[Start of Extracted text]

If populated, the ‘tag’ field should also be populated
with the “best” value from this list.
- confidenceList: A list of doubles that represent confidences associated with
the tags in the ‘tagList’ field.

If populated, the ‘confidence’ field should also be populated
with the confidence associated with the “best” tag in ‘tagList’.

read(iprot)
validate()
write(oprot)
class concrete.structure.ttypes.Token(tokenIndex=None, text=None, textSpan=None, rawTextSpan=None, audioSpan=None)

Bases: object


A single token (typically a word) in a communication. The exact
definition of what counts as a token is left up to the tools that
generate token sequences.

Usually, each token will include at least a text string.

Attributes:
- tokenIndex: A 0-based tokenization-relative identifier for this token that
represents the order that this token appears in the
sentence. Together with the UUID for a Tokenization, this can be
used to define pointers to specific tokens. If a Tokenization
object contains multiple Token objects with the same id (e.g., in
different n-best lists), then all of their other fields must be
identical as well.
- text: The text associated with this token.
Note - we may have a destructive tokenizer (e.g., Stanford rewriting)
and as a result, we want to maintain this field.
- textSpan: Location of this token in this perspective’s text (.text field).
In cases where this token does not correspond directly with any
text span in the text (such as word insertion during MT),
this field may be given a value indicating “approximately” where
the token comes from. A span covering the entire sentence may be
used if no more precise value seems appropriate.

NOTE: This span represents a best guess, or ‘provenance’:
it cannot be guaranteed that this text span matches the _exact_
text of the document, but is the annotation’s best
effort at such a representation.
- rawTextSpan: Location of this token in the original, raw text (.originalText
field). In cases where this token does not correspond directly
with any text span in the original text (such as word insertion
during MT), this field may be given a value indicating
“approximately” where the token comes from. A span covering the
entire sentence may be used if no more precise value seems
appropriate.

NOTE: This span represents a best guess, or ‘provenance’:
it cannot be guaranteed that this text span matches the _exact_
text of the original raw document, but is the annotation’s best
effort at such a representation.
- audioSpan: Location of this token in the original audio.

NOTE: This span represents a best guess, or ‘provenance’:
it cannot be guaranteed that this text span matches the _exact_
text of the original document, but is the annotation’s best
effort at such a representation.

read(iprot)
validate()
write(oprot)
class concrete.structure.ttypes.TokenLattice(startState=0, endState=0, arcList=None, cachedBestPath=None)

Bases: object


A lattice structure that assigns scores to a set of token
sequences. The lattice is encoded as an FSA, where states are
identified by integers, and each arc is annotated with an
optional tokens and a weight. (Arcs with no tokens are
“epsilon” arcs.) The lattice has a single start state and a
single end state. (You can use epsilon edges to simulate
multiple start states or multiple end states, if desired.)

[End of Extracted text]
[Start of Supplied material]

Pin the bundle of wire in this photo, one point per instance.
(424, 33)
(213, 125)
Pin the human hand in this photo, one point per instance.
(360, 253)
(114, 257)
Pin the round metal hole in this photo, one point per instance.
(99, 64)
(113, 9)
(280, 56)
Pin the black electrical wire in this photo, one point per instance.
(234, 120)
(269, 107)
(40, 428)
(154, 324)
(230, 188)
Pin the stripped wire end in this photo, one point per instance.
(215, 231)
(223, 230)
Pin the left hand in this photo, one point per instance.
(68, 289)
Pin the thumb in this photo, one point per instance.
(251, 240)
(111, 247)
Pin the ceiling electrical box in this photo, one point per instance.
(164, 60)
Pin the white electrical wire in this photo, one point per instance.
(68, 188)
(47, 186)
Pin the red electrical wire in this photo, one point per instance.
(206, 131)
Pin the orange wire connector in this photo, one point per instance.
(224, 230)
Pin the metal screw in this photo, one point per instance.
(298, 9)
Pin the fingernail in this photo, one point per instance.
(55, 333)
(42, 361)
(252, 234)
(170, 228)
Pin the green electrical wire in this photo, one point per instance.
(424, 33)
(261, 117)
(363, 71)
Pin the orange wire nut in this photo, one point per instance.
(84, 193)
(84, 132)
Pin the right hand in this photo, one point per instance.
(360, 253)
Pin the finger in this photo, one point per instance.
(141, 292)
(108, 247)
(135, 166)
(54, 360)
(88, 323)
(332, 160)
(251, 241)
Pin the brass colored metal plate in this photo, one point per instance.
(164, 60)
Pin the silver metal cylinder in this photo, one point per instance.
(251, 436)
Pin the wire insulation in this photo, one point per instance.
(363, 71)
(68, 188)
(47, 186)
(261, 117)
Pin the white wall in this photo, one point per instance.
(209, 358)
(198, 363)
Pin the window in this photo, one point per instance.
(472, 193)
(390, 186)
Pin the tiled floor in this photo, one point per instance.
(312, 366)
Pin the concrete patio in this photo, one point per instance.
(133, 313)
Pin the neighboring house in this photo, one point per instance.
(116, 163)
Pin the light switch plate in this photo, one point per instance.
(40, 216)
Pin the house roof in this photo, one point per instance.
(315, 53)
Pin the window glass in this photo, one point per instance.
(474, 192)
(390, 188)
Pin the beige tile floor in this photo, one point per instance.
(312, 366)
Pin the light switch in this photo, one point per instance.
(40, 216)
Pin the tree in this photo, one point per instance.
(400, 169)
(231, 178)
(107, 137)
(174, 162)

[End of Supplied material]

**Task**: In the API documentation, which attributes are listed for the Token class?

**The result**: tokenIndex, text, textSpan, rawTextSpan, audioSpan